### Written exercise
Gather every line of the items below that contains the string "Segment". Matching is case-sensitive.

### Source records
— START —
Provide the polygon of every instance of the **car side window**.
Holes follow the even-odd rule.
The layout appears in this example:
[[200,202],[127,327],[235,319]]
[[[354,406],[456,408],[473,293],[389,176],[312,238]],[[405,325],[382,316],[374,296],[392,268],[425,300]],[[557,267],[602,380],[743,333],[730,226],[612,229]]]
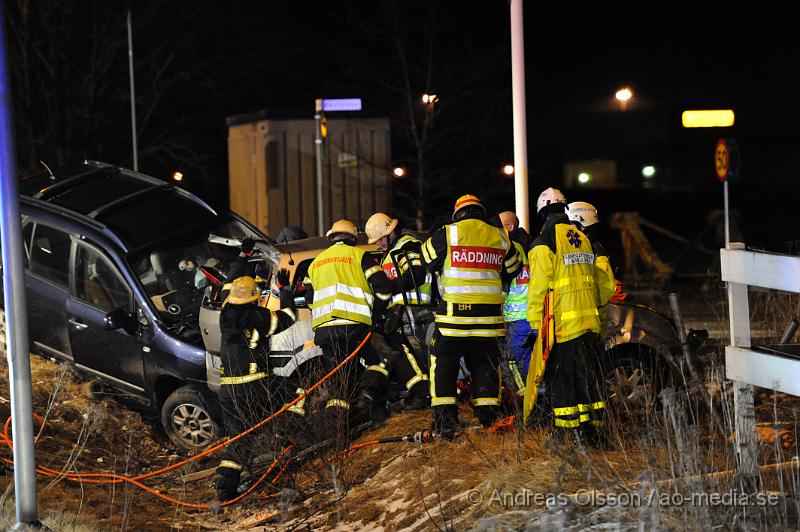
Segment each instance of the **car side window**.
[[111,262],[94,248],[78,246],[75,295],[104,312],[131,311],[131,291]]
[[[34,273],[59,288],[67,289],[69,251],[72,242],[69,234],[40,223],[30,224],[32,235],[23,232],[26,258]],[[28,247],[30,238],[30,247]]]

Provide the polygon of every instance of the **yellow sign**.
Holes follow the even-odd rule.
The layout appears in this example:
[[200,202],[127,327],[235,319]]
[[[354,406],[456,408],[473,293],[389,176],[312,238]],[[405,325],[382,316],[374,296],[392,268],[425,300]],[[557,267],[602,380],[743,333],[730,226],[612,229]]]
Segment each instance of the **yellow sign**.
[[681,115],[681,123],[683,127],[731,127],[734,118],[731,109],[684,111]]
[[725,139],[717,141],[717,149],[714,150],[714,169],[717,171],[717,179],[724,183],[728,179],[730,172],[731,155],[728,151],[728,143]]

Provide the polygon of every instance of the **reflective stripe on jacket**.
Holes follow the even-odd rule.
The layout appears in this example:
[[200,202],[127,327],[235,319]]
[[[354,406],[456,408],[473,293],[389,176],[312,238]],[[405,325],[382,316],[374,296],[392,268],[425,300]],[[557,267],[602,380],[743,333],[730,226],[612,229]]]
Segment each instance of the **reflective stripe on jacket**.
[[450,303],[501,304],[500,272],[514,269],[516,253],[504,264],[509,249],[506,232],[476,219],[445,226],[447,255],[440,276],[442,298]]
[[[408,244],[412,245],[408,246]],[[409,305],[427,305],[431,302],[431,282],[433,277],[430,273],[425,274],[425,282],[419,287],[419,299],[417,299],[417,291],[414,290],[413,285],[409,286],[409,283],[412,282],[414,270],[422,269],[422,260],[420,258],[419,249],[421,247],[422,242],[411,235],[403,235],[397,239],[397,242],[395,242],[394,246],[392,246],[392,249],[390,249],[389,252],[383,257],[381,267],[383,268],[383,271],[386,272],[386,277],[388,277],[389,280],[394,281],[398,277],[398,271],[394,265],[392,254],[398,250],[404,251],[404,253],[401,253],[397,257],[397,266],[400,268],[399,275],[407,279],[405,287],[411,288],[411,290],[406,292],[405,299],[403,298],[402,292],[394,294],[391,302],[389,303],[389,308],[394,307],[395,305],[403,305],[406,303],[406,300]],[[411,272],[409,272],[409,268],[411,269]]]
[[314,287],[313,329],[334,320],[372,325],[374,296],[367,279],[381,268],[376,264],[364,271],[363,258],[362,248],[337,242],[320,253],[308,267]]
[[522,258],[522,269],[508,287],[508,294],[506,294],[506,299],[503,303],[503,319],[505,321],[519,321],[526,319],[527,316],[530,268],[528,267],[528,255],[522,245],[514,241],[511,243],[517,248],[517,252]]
— END —
### Problem solution
Segment each instance of the **car side window**.
Segment each instance of the **yellow sign**.
Segment each instance of the **reflective stripe on jacket**.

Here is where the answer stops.